**Brief:**
Recast the lines of the entries below as a numbered list, starting at the line containing "The service SHOULD locate every instance of the distant" and ending at the line containing "[[845, 170], [400, 247], [1040, 190], [417, 163]]", and omit any blank lines.

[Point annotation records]
○ ○ ○

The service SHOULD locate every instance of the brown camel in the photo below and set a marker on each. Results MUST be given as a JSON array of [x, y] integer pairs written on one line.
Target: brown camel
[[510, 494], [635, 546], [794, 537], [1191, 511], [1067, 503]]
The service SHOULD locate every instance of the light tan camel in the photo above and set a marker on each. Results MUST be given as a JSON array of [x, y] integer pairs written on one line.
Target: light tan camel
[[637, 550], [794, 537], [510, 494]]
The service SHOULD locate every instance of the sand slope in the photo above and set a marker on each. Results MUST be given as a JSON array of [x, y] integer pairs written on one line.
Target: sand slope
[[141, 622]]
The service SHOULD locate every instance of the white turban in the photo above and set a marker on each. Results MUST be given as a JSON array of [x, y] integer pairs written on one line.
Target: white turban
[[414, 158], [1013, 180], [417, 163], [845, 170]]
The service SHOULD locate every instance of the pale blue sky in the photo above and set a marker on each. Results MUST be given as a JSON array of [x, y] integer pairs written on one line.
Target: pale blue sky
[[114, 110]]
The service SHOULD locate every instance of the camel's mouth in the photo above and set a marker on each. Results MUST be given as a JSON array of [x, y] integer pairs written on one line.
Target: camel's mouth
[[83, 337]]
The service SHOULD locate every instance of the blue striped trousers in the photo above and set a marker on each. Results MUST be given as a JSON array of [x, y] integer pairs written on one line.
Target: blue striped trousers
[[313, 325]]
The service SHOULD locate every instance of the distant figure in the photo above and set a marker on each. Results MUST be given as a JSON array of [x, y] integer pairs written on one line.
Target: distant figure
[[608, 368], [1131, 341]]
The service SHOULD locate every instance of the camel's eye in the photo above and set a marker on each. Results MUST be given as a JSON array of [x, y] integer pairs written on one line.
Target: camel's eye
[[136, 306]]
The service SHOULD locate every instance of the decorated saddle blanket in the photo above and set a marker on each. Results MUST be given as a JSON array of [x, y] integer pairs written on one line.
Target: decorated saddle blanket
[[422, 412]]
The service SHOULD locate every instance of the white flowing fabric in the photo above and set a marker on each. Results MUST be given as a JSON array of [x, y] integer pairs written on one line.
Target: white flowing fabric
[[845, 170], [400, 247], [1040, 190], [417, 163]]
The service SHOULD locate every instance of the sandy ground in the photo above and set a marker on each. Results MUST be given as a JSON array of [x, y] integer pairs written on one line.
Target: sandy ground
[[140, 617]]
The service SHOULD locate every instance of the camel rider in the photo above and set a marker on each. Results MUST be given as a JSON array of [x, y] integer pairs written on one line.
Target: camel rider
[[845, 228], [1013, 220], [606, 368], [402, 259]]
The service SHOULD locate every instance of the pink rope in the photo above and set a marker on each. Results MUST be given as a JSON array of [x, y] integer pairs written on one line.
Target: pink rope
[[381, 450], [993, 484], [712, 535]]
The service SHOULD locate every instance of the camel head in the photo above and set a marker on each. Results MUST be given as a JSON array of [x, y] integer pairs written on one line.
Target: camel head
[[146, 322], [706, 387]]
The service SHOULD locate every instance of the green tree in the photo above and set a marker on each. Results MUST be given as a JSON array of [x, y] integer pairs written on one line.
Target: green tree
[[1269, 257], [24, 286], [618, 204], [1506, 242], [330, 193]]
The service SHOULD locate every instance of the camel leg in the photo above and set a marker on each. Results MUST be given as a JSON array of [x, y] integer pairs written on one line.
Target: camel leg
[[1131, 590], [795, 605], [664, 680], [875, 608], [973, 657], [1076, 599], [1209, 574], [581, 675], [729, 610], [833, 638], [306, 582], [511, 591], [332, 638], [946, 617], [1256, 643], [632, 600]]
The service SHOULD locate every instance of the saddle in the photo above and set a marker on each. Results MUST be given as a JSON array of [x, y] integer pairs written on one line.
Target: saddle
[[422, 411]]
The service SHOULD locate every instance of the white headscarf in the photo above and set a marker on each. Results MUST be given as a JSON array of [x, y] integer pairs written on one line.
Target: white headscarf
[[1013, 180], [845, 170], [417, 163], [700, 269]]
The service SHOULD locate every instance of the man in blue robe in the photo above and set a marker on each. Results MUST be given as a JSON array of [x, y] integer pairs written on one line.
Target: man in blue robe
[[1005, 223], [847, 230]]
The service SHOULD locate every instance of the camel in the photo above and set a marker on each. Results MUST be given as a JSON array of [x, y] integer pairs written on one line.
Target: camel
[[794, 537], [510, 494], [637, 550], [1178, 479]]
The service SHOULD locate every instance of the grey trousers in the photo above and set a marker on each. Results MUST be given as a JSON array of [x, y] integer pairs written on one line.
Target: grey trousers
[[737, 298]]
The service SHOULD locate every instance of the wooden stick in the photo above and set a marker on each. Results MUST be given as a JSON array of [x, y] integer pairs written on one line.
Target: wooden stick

○ ○ ○

**Result of this task:**
1. The service SHOULD locate every instance of the distant figure in the photo above and set a marker on each. Results MUST be given as a JSON array of [x, y] integer pairs written on one line.
2. Target: distant figure
3. [[608, 368], [1131, 341]]
4. The service SHOULD locate every instance of the camel's eye in the photo above and set a marker on each. Results MUST be given as a JSON array of [x, y] integer pairs written on one line.
5. Target: camel's eye
6. [[136, 306]]
7. The service SHOULD locate every instance of the decorated saddle blanket in the photo above and set a marker on each. Results MUST be given as a JSON array of [x, y] integer pairs written on one line.
8. Target: decorated saddle blanket
9. [[422, 412]]
10. The service SHOULD locate every instance of the white flowing fabric in the photo above and set a marker on each. Results MUST be given as a JSON array of [x, y] integer pairs written on one line.
11. Target: white flowing fabric
12. [[845, 170], [400, 247], [1040, 190], [417, 163]]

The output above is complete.